### Problem statement
Reproduce the material in full, exactly as written.

### Entries

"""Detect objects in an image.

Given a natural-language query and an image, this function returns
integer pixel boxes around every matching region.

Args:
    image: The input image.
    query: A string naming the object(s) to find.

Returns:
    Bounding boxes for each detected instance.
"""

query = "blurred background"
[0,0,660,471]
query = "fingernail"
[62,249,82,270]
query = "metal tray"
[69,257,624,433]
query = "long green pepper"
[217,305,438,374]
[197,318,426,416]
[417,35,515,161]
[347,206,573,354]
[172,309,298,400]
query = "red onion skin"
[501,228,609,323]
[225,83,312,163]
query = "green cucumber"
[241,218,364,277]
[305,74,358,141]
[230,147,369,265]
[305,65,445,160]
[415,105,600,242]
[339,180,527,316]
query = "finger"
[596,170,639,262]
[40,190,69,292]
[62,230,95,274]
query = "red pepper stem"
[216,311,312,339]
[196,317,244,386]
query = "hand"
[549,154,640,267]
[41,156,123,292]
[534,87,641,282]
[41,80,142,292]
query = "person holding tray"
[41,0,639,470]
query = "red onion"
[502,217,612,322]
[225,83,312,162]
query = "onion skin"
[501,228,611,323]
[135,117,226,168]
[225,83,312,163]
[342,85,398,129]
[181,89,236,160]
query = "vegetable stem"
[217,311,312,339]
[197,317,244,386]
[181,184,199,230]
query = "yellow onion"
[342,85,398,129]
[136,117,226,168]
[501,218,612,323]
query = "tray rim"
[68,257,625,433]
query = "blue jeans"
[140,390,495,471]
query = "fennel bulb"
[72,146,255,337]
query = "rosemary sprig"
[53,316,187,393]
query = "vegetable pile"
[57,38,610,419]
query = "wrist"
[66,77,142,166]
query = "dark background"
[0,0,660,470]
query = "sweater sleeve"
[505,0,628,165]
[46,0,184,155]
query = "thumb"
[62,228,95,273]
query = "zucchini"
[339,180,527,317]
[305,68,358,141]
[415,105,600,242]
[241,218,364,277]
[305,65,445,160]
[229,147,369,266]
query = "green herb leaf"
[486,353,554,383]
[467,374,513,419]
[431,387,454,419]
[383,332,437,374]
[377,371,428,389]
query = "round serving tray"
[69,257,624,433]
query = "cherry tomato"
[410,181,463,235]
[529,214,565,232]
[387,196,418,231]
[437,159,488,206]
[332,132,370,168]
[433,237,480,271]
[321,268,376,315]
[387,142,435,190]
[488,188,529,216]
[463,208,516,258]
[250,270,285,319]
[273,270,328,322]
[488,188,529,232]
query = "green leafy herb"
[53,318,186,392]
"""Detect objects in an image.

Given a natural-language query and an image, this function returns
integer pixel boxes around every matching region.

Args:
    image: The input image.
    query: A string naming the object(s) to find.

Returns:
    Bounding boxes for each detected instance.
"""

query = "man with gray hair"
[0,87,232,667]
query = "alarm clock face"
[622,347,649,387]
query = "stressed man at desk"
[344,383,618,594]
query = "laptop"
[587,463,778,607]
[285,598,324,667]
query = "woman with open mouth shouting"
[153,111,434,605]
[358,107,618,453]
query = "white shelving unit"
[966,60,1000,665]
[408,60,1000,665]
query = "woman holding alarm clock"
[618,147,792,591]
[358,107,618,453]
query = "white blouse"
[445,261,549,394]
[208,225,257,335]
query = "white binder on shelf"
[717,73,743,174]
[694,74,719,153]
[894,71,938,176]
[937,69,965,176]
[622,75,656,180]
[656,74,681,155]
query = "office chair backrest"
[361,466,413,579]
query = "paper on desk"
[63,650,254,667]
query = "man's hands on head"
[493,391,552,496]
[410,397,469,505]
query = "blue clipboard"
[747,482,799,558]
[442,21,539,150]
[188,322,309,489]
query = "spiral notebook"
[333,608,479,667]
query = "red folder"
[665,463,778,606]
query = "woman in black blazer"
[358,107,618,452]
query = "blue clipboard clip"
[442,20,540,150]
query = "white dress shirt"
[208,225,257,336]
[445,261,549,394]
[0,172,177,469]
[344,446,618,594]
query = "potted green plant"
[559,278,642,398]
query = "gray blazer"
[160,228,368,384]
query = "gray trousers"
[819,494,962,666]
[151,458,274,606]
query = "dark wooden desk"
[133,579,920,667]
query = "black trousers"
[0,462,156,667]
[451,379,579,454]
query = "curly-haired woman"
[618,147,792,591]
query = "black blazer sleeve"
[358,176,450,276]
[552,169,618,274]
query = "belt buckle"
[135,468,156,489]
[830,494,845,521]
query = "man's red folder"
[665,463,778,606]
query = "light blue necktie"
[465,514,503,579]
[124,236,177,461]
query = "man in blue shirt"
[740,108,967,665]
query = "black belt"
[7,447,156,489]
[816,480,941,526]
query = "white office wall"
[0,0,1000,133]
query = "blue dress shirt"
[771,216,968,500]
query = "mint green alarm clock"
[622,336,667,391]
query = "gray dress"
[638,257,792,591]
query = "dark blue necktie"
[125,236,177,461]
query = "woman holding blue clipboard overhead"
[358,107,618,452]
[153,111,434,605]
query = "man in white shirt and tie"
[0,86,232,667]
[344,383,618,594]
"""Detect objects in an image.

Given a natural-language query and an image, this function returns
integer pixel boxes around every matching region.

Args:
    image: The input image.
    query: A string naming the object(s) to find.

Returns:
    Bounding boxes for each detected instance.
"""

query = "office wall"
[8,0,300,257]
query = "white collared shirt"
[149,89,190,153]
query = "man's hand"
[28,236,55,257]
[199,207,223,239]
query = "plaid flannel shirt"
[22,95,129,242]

### Reply to the exercise
"""Detect objects in an image.

Given a natural-language query and an image, this function returns
integer pixel boxes around every matching region.

Args:
    image: The input image.
    query: A string naming the object(s) to find.

Returns:
    Bounding boxes for each detected instance.
"""

query = "blurred background"
[0,0,660,471]
query = "fingernail"
[62,249,82,270]
query = "metal tray"
[69,257,624,433]
query = "long green pepper"
[217,305,438,374]
[197,318,426,416]
[417,35,515,161]
[347,206,573,354]
[172,309,298,400]
query = "red onion skin"
[501,228,609,323]
[225,83,312,163]
query = "green cucumber"
[241,218,364,277]
[305,74,358,141]
[230,147,369,265]
[305,65,445,160]
[415,105,600,242]
[339,180,527,316]
query = "finger"
[596,170,639,262]
[40,190,69,292]
[62,230,95,274]
query = "red pepper stem"
[216,311,312,339]
[196,317,244,386]
query = "hand"
[549,154,640,267]
[41,156,123,292]
[534,87,641,282]
[41,80,142,292]
query = "person holding tray"
[41,0,639,470]
query = "red onion"
[502,217,612,322]
[225,83,312,162]
query = "onion skin"
[501,228,611,323]
[135,117,226,168]
[225,83,312,163]
[342,85,398,129]
[181,89,236,160]
query = "vegetable stem"
[217,311,312,339]
[197,317,244,386]
[181,184,199,230]
query = "yellow onion"
[342,85,398,129]
[136,117,226,168]
[501,218,612,323]
query = "tray rim"
[68,257,625,433]
query = "blue jeans"
[140,390,495,471]
query = "fennel bulb"
[72,146,255,337]
query = "rosemary sprig"
[53,316,187,393]
query = "vegetable pile"
[57,38,610,419]
query = "wrist"
[66,77,142,166]
query = "dark background"
[0,0,660,470]
query = "sweater sleeve"
[505,0,628,165]
[46,0,184,155]
query = "thumb"
[62,228,95,273]
query = "zucchini"
[339,180,527,317]
[305,68,358,141]
[415,105,600,242]
[241,218,364,277]
[305,65,445,160]
[229,147,369,266]
query = "green herb leaf"
[486,353,554,383]
[467,374,513,419]
[431,387,454,419]
[383,332,437,374]
[377,371,428,389]
query = "round serving tray"
[69,257,624,433]
query = "cherry tomato"
[410,181,463,235]
[529,214,565,232]
[387,196,418,231]
[437,159,488,206]
[332,132,370,168]
[433,237,480,271]
[321,268,376,315]
[387,142,435,190]
[488,188,529,216]
[463,208,516,258]
[250,270,285,319]
[273,270,328,322]
[488,188,529,232]
query = "green leafy herb"
[53,318,186,392]
"""Detect objects in an image.

Given a natural-language query and an image, this function returns
integer pixel boxes around every matching region.

Args:
    image: The input image.
    query: A string naming the object(s) to find.

Returns:
    Bounding boxes for each detected instance.
"""

query = "man with gray hair"
[0,87,232,667]
query = "alarm clock face"
[622,347,649,387]
query = "stressed man at desk"
[344,383,618,594]
query = "laptop"
[587,463,778,607]
[285,598,324,667]
query = "woman with open mouth shouting"
[153,111,434,605]
[358,107,618,453]
query = "white shelving unit"
[966,60,1000,665]
[408,60,1000,665]
query = "woman holding alarm clock"
[618,147,792,591]
[358,107,618,453]
query = "white blouse"
[445,261,549,394]
[208,225,257,335]
query = "white binder on shelf"
[717,73,743,174]
[694,74,719,153]
[894,71,938,176]
[937,69,965,176]
[622,75,656,180]
[656,74,681,155]
query = "office chair backrest"
[361,466,413,579]
query = "paper on desk"
[63,650,254,667]
query = "man's hands on head"
[493,391,552,496]
[410,397,469,505]
query = "blue clipboard"
[747,482,799,558]
[442,21,539,150]
[188,322,309,489]
query = "spiral notebook"
[333,608,479,667]
query = "red folder"
[665,463,778,606]
query = "woman in black blazer"
[358,107,618,452]
query = "blue clipboard clip"
[442,20,540,150]
query = "white dress shirt"
[208,225,257,336]
[445,261,549,394]
[0,172,177,469]
[344,446,618,594]
query = "potted green plant"
[559,278,642,398]
query = "gray blazer"
[160,228,368,384]
query = "gray trousers"
[819,494,962,666]
[151,458,274,606]
query = "dark wooden desk"
[133,579,920,667]
query = "black trousers"
[0,462,156,667]
[451,379,579,454]
query = "curly-haired woman"
[618,147,792,591]
query = "black blazer sleeve"
[358,176,450,276]
[552,169,618,274]
query = "belt buckle"
[135,468,156,489]
[830,494,845,521]
query = "man's red folder"
[665,463,778,606]
query = "light blue necktie"
[465,514,503,579]
[124,236,177,461]
query = "man in blue shirt"
[740,108,967,665]
query = "black belt"
[7,447,156,489]
[816,480,941,526]
query = "white office wall"
[0,0,1000,133]
query = "blue dress shirt"
[771,216,968,500]
query = "mint green alarm clock"
[622,336,667,391]
query = "gray dress"
[638,257,792,591]
query = "dark blue necktie"
[125,236,177,461]
query = "woman holding blue clipboard overhead"
[358,107,618,452]
[153,111,434,605]
query = "man in white shirt and tie"
[0,86,232,667]
[344,383,618,594]
"""Detect objects in an image.

Given a natural-language query and an image, this function returns
integer pixel boxes around every matching region.

Args:
    image: The input image.
    query: A string naming the object(s) to find.

Returns:
    Bounding boxes for each detected instance.
"""

query = "office wall"
[8,0,300,257]
query = "white collared shirt"
[149,89,190,153]
query = "man's hand"
[28,236,55,257]
[199,207,223,239]
query = "plaid flannel shirt"
[22,95,129,242]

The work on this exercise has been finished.